**Page extract**
David Rose | |
Birth Place: | London, England, United Kingdom |
Birth Date: | 21 July 1959 |
Education: | Magdalen College, Oxford (BA) |
Occupation: | Author, investigative journalist |
David Rose (born 21 July 1959) is a British author and investigative journalist. He is a contributing editor with Vanity Fair and a special investigations writer for The Mail on Sunday. His interests include human rights, miscarriages of justice, the death penalty, racism, the war on terror, politics, and climate change denial. He is the author of six non-fiction books and a novel, Taking Morgan, a thriller set in Washington, Oxford, Tel Aviv and Gaza, published by Quartet in 2014. He was named News Reporter of the Year in the Society of Editors British Press Awards for 2015.[1] [2]
Rose's journalism on climate has been criticised by climate scientists and environmentalists for an over-reliance on unsound and unscientific sources and has been censured by the Independent Press Standards Organisation (IPSO). Rose admitted to the dissemination of incorrect information from unreliable sources in the run up to the Iraq war.

**Set problem**
Answer these questions from the page about David Rose, one line each:
(a) Where was he born?
(b) Which publisher released his novel Taking Morgan, and in what year?
(c) Which organization has censured his journalism on climate?

**Entries provided**
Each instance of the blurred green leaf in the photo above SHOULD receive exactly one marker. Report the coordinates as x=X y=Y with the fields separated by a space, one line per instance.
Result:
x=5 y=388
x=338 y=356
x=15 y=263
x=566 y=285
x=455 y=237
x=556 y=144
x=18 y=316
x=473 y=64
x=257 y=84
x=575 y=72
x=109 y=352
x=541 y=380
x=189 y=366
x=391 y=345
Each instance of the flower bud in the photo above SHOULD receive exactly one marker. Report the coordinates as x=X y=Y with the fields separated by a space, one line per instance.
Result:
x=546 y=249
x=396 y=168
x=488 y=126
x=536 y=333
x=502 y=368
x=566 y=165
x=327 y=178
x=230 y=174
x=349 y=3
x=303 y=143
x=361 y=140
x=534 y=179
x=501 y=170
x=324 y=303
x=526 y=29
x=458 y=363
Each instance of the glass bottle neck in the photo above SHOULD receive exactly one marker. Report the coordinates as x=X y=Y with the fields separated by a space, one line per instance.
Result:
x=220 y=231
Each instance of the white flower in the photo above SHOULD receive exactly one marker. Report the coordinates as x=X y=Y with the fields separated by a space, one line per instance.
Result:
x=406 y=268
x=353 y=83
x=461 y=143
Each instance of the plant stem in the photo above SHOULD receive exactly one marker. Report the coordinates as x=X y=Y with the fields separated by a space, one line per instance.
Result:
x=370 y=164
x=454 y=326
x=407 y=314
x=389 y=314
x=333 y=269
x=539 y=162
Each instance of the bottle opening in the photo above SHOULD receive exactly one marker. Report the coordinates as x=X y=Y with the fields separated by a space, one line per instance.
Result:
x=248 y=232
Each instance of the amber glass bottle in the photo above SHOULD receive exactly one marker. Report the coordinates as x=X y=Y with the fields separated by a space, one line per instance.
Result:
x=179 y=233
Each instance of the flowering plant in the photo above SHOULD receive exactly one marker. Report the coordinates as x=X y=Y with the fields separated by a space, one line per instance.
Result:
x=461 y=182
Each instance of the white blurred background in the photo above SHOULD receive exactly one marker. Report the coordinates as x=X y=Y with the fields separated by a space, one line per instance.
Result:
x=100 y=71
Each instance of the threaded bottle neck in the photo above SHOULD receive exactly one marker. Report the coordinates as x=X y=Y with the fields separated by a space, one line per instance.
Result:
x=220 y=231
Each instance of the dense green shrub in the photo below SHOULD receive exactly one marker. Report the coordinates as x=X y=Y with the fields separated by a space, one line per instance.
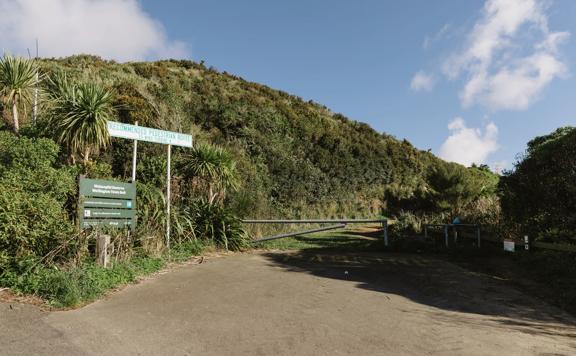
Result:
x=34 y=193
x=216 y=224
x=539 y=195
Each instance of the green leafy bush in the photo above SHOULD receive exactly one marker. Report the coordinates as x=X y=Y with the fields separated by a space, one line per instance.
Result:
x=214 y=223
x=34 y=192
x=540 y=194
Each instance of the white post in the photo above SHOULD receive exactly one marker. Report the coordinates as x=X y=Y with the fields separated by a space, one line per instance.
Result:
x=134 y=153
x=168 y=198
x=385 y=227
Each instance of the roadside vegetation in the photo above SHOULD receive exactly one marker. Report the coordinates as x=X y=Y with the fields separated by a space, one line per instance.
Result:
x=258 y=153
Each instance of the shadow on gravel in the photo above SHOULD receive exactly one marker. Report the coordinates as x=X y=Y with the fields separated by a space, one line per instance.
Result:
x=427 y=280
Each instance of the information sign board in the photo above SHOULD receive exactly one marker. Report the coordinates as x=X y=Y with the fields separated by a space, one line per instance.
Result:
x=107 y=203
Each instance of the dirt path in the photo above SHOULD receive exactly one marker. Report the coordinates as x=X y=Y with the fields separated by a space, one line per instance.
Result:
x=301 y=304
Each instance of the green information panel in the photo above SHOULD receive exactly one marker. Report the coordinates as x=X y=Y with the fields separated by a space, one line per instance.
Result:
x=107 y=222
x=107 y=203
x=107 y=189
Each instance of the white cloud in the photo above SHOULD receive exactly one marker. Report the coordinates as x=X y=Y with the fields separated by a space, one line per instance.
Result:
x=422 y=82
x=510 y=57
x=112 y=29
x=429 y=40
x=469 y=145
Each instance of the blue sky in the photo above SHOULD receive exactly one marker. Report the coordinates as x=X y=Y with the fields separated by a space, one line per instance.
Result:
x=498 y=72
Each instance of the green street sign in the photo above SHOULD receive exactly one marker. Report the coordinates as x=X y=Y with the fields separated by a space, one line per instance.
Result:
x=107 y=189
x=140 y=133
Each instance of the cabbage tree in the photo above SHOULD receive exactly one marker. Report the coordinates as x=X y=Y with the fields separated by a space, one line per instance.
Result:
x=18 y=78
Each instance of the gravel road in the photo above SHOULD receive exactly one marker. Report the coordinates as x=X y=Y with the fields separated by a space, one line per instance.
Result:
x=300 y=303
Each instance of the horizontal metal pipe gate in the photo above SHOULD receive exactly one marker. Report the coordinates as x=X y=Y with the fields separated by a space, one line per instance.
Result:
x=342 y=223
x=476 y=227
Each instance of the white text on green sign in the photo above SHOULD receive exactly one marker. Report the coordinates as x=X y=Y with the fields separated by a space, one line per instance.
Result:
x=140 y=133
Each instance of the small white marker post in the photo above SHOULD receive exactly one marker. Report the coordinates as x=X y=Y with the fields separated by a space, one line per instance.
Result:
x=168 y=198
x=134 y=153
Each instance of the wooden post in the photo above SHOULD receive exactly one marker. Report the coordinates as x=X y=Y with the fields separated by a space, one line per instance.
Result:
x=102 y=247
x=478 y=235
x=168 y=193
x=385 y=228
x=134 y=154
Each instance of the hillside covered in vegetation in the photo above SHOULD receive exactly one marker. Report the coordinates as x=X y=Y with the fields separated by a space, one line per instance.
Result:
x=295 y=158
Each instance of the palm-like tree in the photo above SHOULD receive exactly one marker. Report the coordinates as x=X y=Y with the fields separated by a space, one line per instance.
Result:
...
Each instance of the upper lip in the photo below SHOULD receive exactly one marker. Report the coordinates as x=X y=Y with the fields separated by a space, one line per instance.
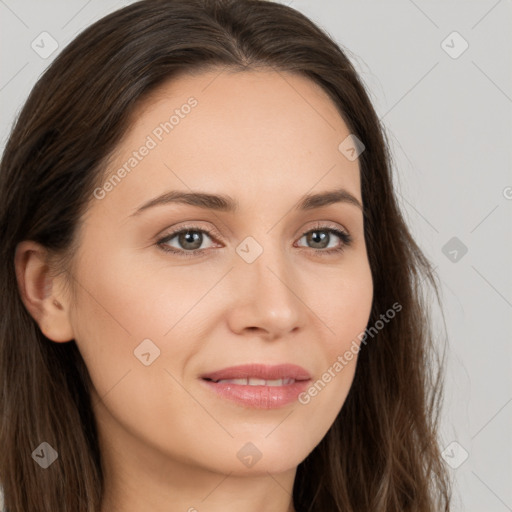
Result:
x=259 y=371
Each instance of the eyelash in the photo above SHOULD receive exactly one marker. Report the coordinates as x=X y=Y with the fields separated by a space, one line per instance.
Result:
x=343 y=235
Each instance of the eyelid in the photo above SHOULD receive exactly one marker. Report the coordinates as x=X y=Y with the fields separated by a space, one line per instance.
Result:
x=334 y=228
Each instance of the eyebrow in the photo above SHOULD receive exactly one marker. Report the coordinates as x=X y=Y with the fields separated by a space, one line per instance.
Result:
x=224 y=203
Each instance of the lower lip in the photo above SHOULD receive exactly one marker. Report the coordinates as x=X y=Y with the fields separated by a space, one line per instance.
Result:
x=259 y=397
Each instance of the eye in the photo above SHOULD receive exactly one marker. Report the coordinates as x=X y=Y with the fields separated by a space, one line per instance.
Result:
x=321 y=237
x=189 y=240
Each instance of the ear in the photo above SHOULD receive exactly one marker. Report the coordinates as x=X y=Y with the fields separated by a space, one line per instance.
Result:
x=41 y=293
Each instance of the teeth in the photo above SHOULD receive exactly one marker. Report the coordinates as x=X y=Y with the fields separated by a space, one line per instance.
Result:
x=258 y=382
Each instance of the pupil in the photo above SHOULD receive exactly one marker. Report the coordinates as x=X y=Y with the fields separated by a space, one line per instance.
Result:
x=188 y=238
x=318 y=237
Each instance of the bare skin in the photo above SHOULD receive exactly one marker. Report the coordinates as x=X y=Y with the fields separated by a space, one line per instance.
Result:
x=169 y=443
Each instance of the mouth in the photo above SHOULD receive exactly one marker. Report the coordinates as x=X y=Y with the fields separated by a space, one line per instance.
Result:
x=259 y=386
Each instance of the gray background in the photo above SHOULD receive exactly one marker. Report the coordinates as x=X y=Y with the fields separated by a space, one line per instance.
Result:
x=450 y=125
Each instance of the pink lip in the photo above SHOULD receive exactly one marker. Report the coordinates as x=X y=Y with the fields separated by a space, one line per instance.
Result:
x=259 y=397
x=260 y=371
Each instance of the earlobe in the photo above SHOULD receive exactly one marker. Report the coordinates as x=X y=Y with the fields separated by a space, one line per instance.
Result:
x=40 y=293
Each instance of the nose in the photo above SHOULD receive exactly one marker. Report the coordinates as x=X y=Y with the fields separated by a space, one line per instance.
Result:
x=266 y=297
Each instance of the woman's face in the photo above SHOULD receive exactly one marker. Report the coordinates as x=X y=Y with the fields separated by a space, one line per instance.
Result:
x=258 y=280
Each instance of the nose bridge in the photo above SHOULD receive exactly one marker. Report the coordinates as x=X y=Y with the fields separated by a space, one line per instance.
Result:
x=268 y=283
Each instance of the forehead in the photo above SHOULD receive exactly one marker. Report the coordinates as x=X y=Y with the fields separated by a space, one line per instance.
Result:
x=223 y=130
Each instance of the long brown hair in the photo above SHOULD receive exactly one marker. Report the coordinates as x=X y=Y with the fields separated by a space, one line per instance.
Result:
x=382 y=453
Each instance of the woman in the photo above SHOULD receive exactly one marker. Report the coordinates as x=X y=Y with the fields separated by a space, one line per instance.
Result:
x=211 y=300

**Response below**
(a) London, England, United Kingdom
(b) Quartet, in 2014
(c) The Independent Press Standards Organisation (IPSO)